* BEGIN TEXT *

It’s a claim that makes no sense. It was begun, not completed, and centuries later completed? No.
Yup.
Can’t say for certain if he was right, wrong, or perhaps a bit of both. How does one explain the Nazca Lines and other geoglyphs? Easy enough to make simple straight lines long in length in sand and gravel, but intricate depictions? How others quarried, transported and arranged enormous stones has never been discovered, and in many parts of the world where travel and transport is not simple or easy. Perhaps our ancestors had secrets for moving enormous weights that our shining scientists of today can’t explain, and they did it without help or maybe not. It’s what mysteries do, they make us wonder and I think that’s a good thing.
Back in the late 70s an actual scientist working on the plateau found the models the original artists used and then scaled up. She also noted that the plateau was soft ground and joked that it would make a lousy runway to land on.

* END TEXT *

- _SET EXERCISE A_: Count the lines of the records below that contain the string "query", and give only that number.

* BEGIN DATASET RECORDS *

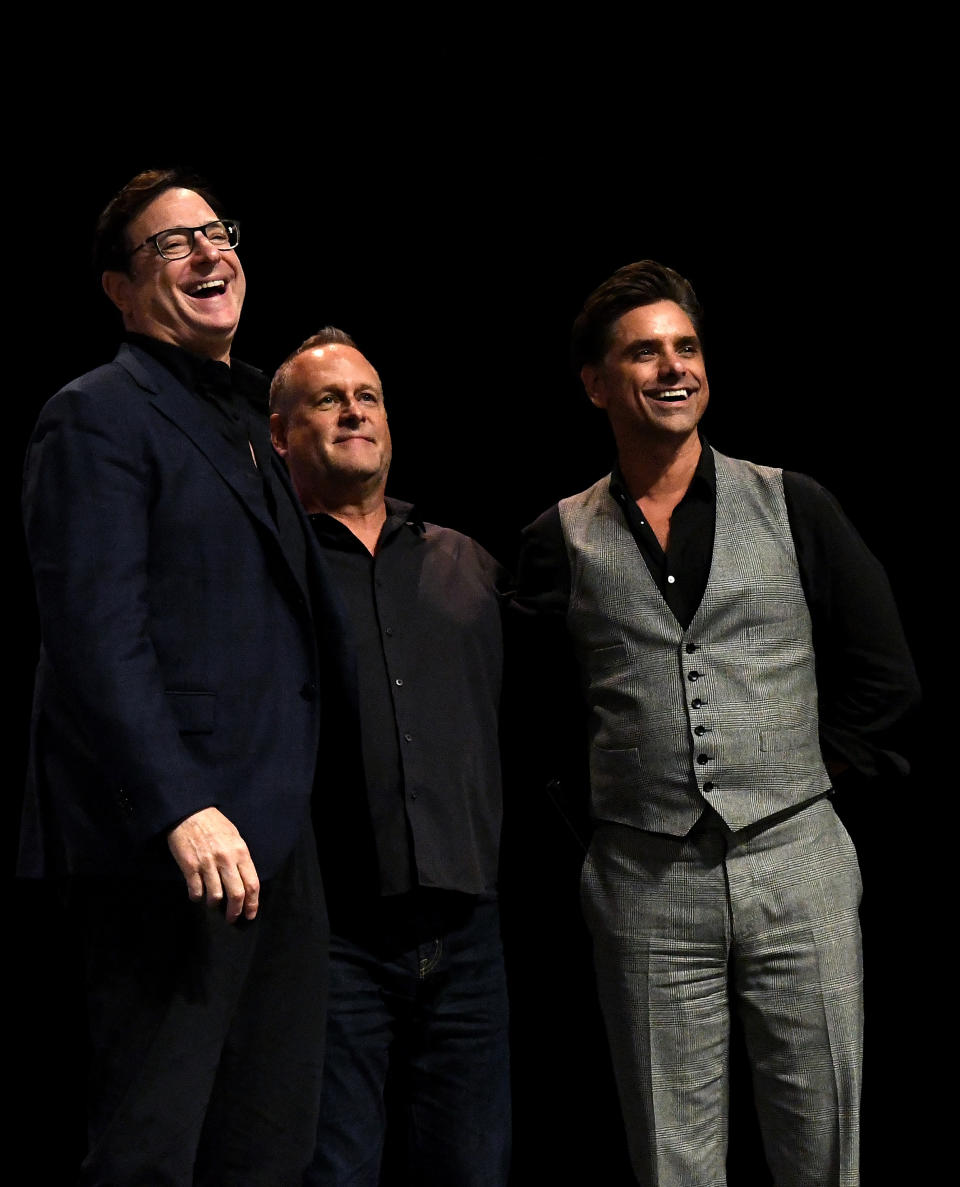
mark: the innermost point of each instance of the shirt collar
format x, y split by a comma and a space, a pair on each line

* END DATASET RECORDS *
* BEGIN DATASET RECORDS *

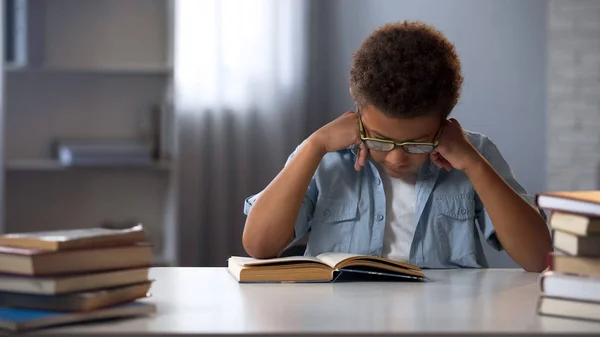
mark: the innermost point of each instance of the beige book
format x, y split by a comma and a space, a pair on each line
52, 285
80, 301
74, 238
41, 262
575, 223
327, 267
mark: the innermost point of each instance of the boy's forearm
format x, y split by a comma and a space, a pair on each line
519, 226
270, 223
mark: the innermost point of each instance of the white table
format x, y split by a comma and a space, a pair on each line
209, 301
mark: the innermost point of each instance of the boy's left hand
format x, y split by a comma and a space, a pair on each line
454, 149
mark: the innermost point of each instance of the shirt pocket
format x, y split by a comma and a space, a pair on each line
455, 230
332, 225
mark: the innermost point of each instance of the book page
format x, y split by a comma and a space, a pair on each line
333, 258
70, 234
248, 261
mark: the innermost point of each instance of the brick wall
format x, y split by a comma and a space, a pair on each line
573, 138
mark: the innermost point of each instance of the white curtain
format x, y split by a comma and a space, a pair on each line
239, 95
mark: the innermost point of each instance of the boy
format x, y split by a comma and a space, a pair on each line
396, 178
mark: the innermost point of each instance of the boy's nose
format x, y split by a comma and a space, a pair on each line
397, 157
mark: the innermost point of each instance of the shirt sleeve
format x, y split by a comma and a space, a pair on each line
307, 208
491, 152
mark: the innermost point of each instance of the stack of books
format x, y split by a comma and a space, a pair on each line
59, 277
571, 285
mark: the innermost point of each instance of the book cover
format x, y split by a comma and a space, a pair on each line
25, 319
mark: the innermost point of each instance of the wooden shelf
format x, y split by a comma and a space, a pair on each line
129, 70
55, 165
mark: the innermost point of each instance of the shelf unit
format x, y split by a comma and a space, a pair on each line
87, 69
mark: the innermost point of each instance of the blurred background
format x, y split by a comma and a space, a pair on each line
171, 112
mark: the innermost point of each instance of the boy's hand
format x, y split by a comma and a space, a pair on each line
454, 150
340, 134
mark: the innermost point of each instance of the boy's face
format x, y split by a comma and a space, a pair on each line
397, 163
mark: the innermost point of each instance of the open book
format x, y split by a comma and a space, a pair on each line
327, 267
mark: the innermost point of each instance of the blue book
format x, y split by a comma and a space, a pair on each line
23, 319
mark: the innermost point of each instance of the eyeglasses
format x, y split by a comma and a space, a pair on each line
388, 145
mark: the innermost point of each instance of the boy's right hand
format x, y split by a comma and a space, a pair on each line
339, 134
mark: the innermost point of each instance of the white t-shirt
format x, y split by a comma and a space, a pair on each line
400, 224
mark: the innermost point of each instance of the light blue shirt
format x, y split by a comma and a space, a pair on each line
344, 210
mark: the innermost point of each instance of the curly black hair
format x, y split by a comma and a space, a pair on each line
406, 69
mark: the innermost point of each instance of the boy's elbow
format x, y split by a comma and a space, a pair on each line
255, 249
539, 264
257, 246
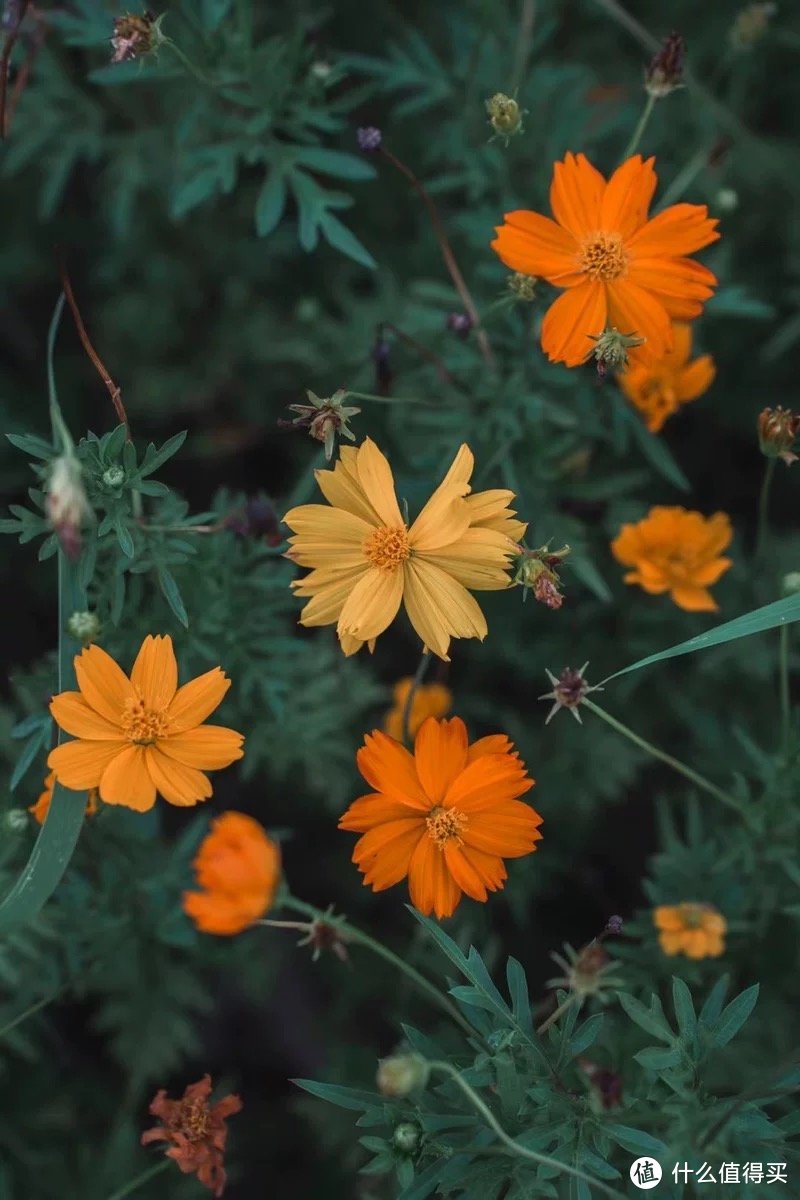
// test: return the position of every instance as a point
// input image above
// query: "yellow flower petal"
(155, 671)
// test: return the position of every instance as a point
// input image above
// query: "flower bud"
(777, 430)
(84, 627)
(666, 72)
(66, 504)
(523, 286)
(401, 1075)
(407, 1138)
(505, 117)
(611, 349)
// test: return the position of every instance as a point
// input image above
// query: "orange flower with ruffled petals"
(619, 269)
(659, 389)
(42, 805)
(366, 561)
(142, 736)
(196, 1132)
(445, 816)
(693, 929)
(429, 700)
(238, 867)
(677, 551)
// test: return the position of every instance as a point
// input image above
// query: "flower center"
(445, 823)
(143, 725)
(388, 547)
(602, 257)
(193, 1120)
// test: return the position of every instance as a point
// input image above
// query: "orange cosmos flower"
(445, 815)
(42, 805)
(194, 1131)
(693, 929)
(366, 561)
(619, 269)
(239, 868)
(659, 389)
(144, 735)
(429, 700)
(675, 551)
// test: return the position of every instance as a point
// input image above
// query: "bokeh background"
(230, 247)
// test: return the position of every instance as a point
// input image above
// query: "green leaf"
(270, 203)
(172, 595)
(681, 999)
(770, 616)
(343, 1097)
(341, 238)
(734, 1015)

* END DATASET RECORDS *

- _SET EXERCISE B_: Translate into Spanish this sentence from the text about the Nazca Lines: "Back in the late 70s an actual scientist working on the plateau found the models the original artists used and then scaled up."

- _WORKED ANSWER A_: 7

- _WORKED ANSWER B_: A finales de los años 70, una científica de verdad que trabajaba en la meseta encontró los modelos que los artistas originales usaron y luego ampliaron a escala.